AIM:
Rewrite every line of the items below as a Markdown table with a numbered column named Row and a column named Line. Omit blank lines and the pictures.

RECORDS TO PROCESS:
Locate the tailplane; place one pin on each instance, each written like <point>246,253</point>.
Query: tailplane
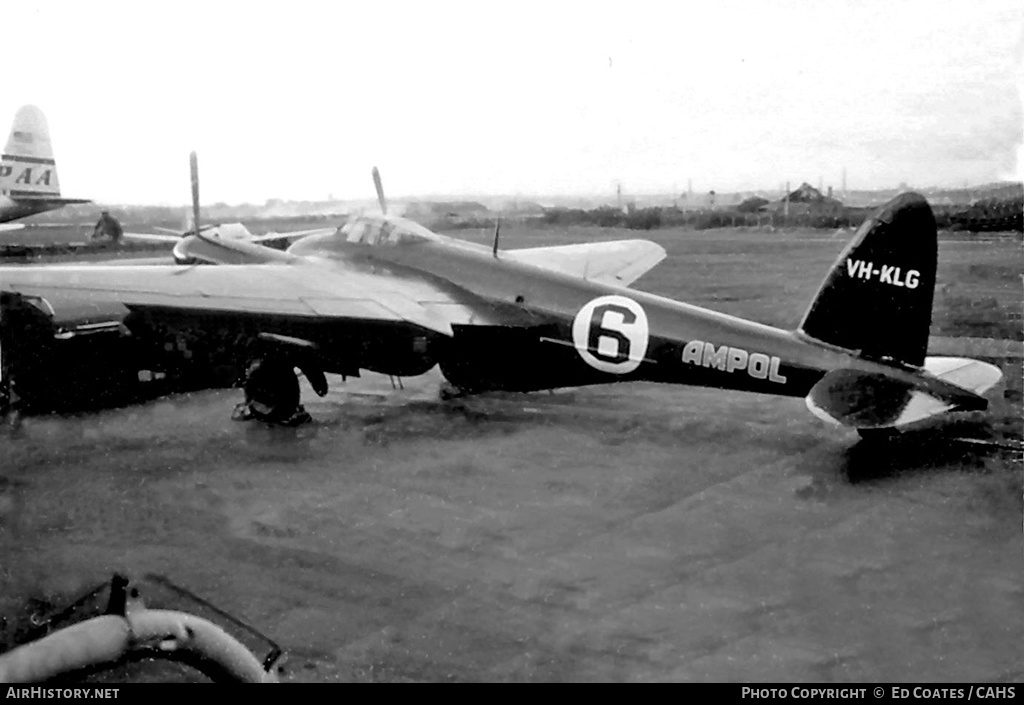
<point>877,300</point>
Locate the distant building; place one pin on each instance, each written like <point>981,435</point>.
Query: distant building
<point>806,200</point>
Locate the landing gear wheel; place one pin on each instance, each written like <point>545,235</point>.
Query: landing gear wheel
<point>271,395</point>
<point>878,434</point>
<point>449,391</point>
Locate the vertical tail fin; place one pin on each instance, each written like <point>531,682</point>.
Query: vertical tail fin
<point>27,166</point>
<point>878,297</point>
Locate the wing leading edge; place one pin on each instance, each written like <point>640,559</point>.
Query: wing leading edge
<point>254,289</point>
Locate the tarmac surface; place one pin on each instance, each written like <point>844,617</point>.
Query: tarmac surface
<point>624,533</point>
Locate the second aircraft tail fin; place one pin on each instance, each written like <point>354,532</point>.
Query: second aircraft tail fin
<point>27,166</point>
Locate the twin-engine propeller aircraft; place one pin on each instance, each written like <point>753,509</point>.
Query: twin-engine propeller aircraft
<point>385,294</point>
<point>28,172</point>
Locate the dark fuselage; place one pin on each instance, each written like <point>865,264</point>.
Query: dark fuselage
<point>565,331</point>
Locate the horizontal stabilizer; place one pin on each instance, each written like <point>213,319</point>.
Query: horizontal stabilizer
<point>975,375</point>
<point>870,400</point>
<point>619,262</point>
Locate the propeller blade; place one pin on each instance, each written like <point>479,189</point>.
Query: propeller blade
<point>194,167</point>
<point>380,191</point>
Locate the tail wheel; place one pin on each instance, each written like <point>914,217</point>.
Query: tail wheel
<point>878,434</point>
<point>271,389</point>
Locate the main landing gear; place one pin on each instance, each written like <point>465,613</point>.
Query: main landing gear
<point>271,389</point>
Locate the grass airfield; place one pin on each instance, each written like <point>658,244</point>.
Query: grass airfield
<point>631,532</point>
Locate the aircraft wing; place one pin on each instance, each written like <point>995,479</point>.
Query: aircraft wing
<point>294,235</point>
<point>152,237</point>
<point>259,290</point>
<point>617,262</point>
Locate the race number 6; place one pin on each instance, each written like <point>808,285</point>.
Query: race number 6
<point>610,333</point>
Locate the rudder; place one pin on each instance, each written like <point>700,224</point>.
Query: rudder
<point>27,166</point>
<point>877,299</point>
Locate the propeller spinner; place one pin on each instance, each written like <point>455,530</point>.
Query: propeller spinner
<point>380,191</point>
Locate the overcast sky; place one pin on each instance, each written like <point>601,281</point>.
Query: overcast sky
<point>299,99</point>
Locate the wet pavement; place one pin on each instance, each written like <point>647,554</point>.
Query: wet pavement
<point>630,532</point>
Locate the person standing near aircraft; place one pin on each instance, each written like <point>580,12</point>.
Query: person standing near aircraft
<point>108,225</point>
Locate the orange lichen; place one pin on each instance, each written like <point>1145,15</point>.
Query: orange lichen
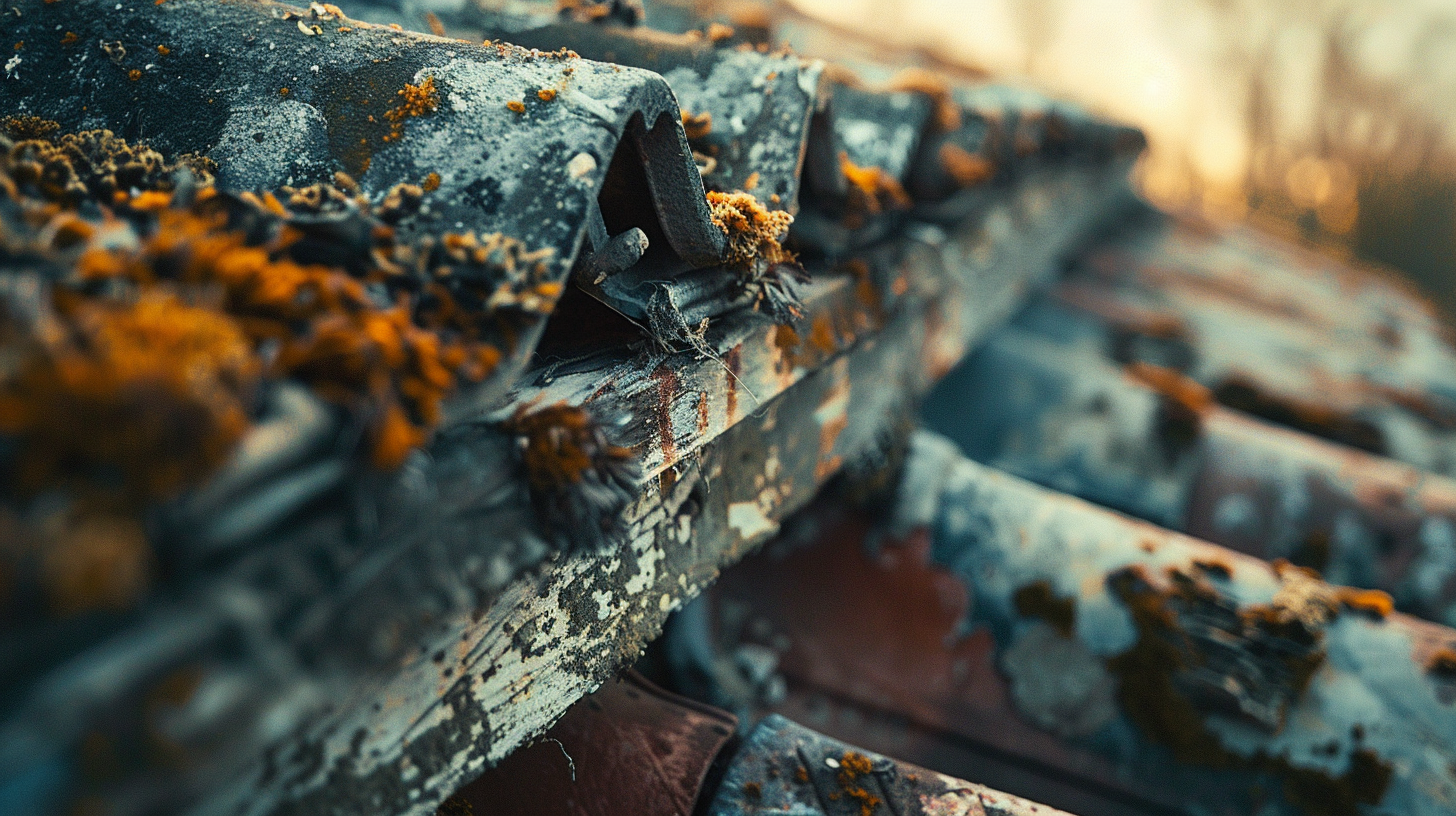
<point>96,561</point>
<point>853,765</point>
<point>718,32</point>
<point>753,230</point>
<point>1369,601</point>
<point>414,101</point>
<point>964,166</point>
<point>162,389</point>
<point>872,190</point>
<point>95,163</point>
<point>698,126</point>
<point>1174,385</point>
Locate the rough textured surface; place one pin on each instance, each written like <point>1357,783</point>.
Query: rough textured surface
<point>788,770</point>
<point>1161,449</point>
<point>628,749</point>
<point>1241,687</point>
<point>1346,353</point>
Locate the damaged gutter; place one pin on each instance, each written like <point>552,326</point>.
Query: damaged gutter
<point>389,634</point>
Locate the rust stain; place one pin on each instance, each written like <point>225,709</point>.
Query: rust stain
<point>667,385</point>
<point>734,362</point>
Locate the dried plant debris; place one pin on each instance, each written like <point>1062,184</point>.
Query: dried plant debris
<point>144,316</point>
<point>766,270</point>
<point>580,480</point>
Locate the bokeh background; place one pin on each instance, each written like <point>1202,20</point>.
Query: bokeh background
<point>1328,120</point>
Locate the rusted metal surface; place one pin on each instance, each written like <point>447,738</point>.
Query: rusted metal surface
<point>631,748</point>
<point>299,673</point>
<point>1331,348</point>
<point>785,768</point>
<point>628,749</point>
<point>1156,445</point>
<point>1078,643</point>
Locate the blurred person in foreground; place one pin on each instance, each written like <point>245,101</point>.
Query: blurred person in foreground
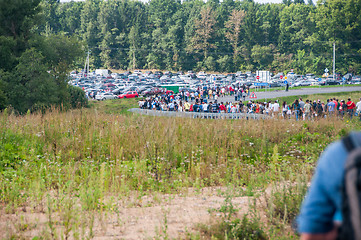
<point>321,211</point>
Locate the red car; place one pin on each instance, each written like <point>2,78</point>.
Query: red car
<point>128,95</point>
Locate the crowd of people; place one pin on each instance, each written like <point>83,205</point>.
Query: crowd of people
<point>209,103</point>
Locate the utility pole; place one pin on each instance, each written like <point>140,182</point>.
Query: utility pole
<point>334,60</point>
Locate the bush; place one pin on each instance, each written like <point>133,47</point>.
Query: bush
<point>77,97</point>
<point>247,228</point>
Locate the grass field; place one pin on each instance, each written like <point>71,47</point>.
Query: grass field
<point>77,174</point>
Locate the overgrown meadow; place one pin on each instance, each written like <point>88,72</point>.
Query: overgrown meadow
<point>73,166</point>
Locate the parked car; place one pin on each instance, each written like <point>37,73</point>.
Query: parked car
<point>153,91</point>
<point>105,96</point>
<point>131,94</point>
<point>331,82</point>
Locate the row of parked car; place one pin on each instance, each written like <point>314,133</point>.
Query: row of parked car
<point>134,84</point>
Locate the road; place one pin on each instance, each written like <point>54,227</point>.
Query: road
<point>296,92</point>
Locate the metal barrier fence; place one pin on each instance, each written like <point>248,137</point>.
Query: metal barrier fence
<point>202,115</point>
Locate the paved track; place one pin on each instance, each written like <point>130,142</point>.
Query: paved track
<point>297,92</point>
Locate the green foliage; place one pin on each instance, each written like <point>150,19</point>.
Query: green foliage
<point>34,68</point>
<point>77,97</point>
<point>245,228</point>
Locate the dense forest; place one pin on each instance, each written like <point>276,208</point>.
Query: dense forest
<point>34,65</point>
<point>223,36</point>
<point>41,41</point>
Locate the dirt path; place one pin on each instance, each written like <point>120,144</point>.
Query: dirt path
<point>148,217</point>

RESULT OF THE EXERCISE:
| Row | Line |
|---|---|
| 1 | Locate the tailplane; place one pin on each instance, each written like <point>246,253</point>. |
| 2 | Query: tailplane |
| 3 | <point>877,300</point> |
| 4 | Locate the distant building; place one pin on each instance, each written like <point>981,435</point>. |
| 5 | Query: distant building |
| 6 | <point>806,200</point> |
| 7 | Locate the landing gear wheel; place one pin on each instance, each written like <point>545,235</point>. |
| 8 | Query: landing gear wheel |
| 9 | <point>271,395</point> |
| 10 | <point>878,434</point> |
| 11 | <point>449,391</point> |
| 12 | Locate the vertical tail fin; place one pin on each instance, each written like <point>531,682</point>. |
| 13 | Query: vertical tail fin |
| 14 | <point>27,166</point> |
| 15 | <point>878,297</point> |
| 16 | Locate the wing leading edge; place one pin on each instance, each written like <point>640,559</point>. |
| 17 | Query: wing leading edge |
| 18 | <point>254,289</point> |
| 19 | Locate the tarmac surface; place one pin on each instance, each written like <point>844,617</point>. |
| 20 | Query: tarmac surface |
| 21 | <point>624,533</point> |
| 22 | Locate the second aircraft tail fin; place one pin on each instance, each written like <point>354,532</point>. |
| 23 | Query: second aircraft tail fin |
| 24 | <point>27,166</point> |
| 25 | Locate the twin-engine propeller aircraft; place one pin on each instance, each written like <point>753,509</point>. |
| 26 | Query: twin-engine propeller aircraft |
| 27 | <point>385,294</point> |
| 28 | <point>28,172</point> |
| 29 | Locate the dark fuselage; place one pin on each instance, each written like <point>865,264</point>. |
| 30 | Query: dark fuselage |
| 31 | <point>565,331</point> |
| 32 | Locate the horizontal stabilizer; place one pin on each instance, each written like <point>213,319</point>. |
| 33 | Query: horizontal stabilizer |
| 34 | <point>975,375</point> |
| 35 | <point>870,400</point> |
| 36 | <point>619,262</point> |
| 37 | Locate the propeller blade; place one pin on each instance, each written like <point>479,189</point>. |
| 38 | Query: propeller blade |
| 39 | <point>194,167</point> |
| 40 | <point>380,191</point> |
| 41 | Locate the tail wheel; place one pin on each instance, each written like <point>914,217</point>. |
| 42 | Query: tail wheel |
| 43 | <point>878,434</point> |
| 44 | <point>271,389</point> |
| 45 | Locate the main landing gear; place one pin on each instance, each written like <point>465,613</point>. |
| 46 | Query: main landing gear |
| 47 | <point>271,389</point> |
| 48 | Locate the grass airfield; place one pin on each instance, each written like <point>658,244</point>. |
| 49 | Query: grass airfield |
| 50 | <point>631,532</point> |
| 51 | Locate the aircraft wing; place one pin on each instance, each written like <point>995,479</point>. |
| 52 | Query: aircraft wing |
| 53 | <point>294,235</point> |
| 54 | <point>152,237</point> |
| 55 | <point>259,290</point> |
| 56 | <point>617,262</point> |
| 57 | Locate the race number 6; place one pin on each instance, each written like <point>808,285</point>. |
| 58 | Query: race number 6 |
| 59 | <point>610,333</point> |
| 60 | Locate the rudder; place one pin on each instance, each written like <point>700,224</point>. |
| 61 | Query: rudder |
| 62 | <point>27,166</point> |
| 63 | <point>877,299</point> |
| 64 | Locate the propeller spinner; place one pin on each instance, each written like <point>455,530</point>. |
| 65 | Query: propeller spinner |
| 66 | <point>380,191</point> |
| 67 | Locate the overcast sky; place one pin on each instance, each written like <point>601,281</point>. |
| 68 | Query: overcast sky |
| 69 | <point>299,99</point> |
| 70 | Locate the wet pavement; place one pin on each instance, each written like <point>647,554</point>. |
| 71 | Query: wet pavement |
| 72 | <point>630,532</point> |
| 73 | Locate the person standing near aircraft; place one pin on each instance, each written like <point>580,12</point>. |
| 74 | Query: person standing near aircraft |
| 75 | <point>108,225</point> |
| 76 | Locate the orange lichen; place one pin on each instance, each written like <point>1145,15</point>. |
| 77 | Query: orange lichen |
| 78 | <point>96,561</point> |
| 79 | <point>853,765</point> |
| 80 | <point>718,32</point> |
| 81 | <point>753,230</point> |
| 82 | <point>1369,601</point> |
| 83 | <point>414,101</point> |
| 84 | <point>964,166</point> |
| 85 | <point>162,389</point> |
| 86 | <point>872,190</point> |
| 87 | <point>95,163</point> |
| 88 | <point>698,126</point> |
| 89 | <point>1174,385</point> |
| 90 | Locate the rough textured surface; place one pin on each instance, each written like <point>1357,783</point>. |
| 91 | Query: rough textured surface |
| 92 | <point>788,770</point> |
| 93 | <point>1161,449</point> |
| 94 | <point>628,749</point> |
| 95 | <point>1241,687</point> |
| 96 | <point>1346,353</point> |
| 97 | Locate the damaged gutter; place one pin on each instance, each written like <point>552,326</point>. |
| 98 | Query: damaged gutter |
| 99 | <point>389,634</point> |
| 100 | Locate the rust stain; place one pin on each instance, each written like <point>225,709</point>. |
| 101 | Query: rust stain |
| 102 | <point>667,385</point> |
| 103 | <point>734,362</point> |
| 104 | Locate the dried plant debris; place one pin on each instance, each written like <point>1062,184</point>. |
| 105 | Query: dried plant debris |
| 106 | <point>144,316</point> |
| 107 | <point>766,270</point> |
| 108 | <point>580,480</point> |
| 109 | Locate the bokeh background; place one pin on each instance, each written like <point>1202,20</point>. |
| 110 | Query: bokeh background |
| 111 | <point>1328,120</point> |
| 112 | Locate the rusted metal surface; place one pin on each instance, each written like <point>447,738</point>. |
| 113 | Query: rusted metal surface |
| 114 | <point>631,748</point> |
| 115 | <point>299,673</point> |
| 116 | <point>1331,348</point> |
| 117 | <point>785,768</point> |
| 118 | <point>628,749</point> |
| 119 | <point>1156,445</point> |
| 120 | <point>1078,643</point> |
| 121 | Locate the blurred person in foreground; place one pin on each instance, each written like <point>245,101</point>. |
| 122 | Query: blurred person in foreground |
| 123 | <point>321,211</point> |
| 124 | Locate the red car; place one pin on each instance, each written like <point>2,78</point>. |
| 125 | Query: red car |
| 126 | <point>128,95</point> |
| 127 | Locate the crowd of people; place one pin on each instance, each written like <point>83,205</point>. |
| 128 | Query: crowd of people |
| 129 | <point>209,103</point> |
| 130 | Locate the utility pole; place one pin on each instance, each written like <point>140,182</point>. |
| 131 | Query: utility pole |
| 132 | <point>334,60</point> |
| 133 | Locate the bush; place one pin on each instance, each written like <point>133,47</point>. |
| 134 | Query: bush |
| 135 | <point>77,97</point> |
| 136 | <point>247,228</point> |
| 137 | Locate the grass field; place one pin on each instance, each written like <point>71,47</point>. |
| 138 | Query: grass field |
| 139 | <point>77,174</point> |
| 140 | Locate the overgrown meadow; place one pin on each instance, each written like <point>88,72</point>. |
| 141 | Query: overgrown meadow |
| 142 | <point>73,166</point> |
| 143 | Locate the parked car; place one pin on each instance, each written like <point>37,73</point>. |
| 144 | Query: parked car |
| 145 | <point>153,91</point> |
| 146 | <point>105,96</point> |
| 147 | <point>131,94</point> |
| 148 | <point>331,82</point> |
| 149 | Locate the row of parked car; place one pin on each instance, each written like <point>314,133</point>. |
| 150 | Query: row of parked car |
| 151 | <point>134,84</point> |
| 152 | Locate the road; place one pin on each instance, each written like <point>54,227</point>. |
| 153 | Query: road |
| 154 | <point>296,92</point> |
| 155 | Locate the metal barrier fence; place one pin on each instance, each written like <point>248,137</point>. |
| 156 | Query: metal barrier fence |
| 157 | <point>202,115</point> |
| 158 | Locate the paved track; place one pin on each instance, each written like <point>130,142</point>. |
| 159 | Query: paved track |
| 160 | <point>297,92</point> |
| 161 | Locate the green foliage; place one pin on each instance, each written like <point>150,19</point>. |
| 162 | Query: green foliage |
| 163 | <point>34,68</point> |
| 164 | <point>77,97</point> |
| 165 | <point>245,228</point> |
| 166 | Locate the dense forest; place one pin on each instance, each written like <point>276,208</point>. |
| 167 | Query: dense forest |
| 168 | <point>34,65</point> |
| 169 | <point>223,36</point> |
| 170 | <point>41,41</point> |
| 171 | Locate the dirt path; place one pin on each instance, each written like <point>120,144</point>. |
| 172 | Query: dirt path |
| 173 | <point>148,217</point> |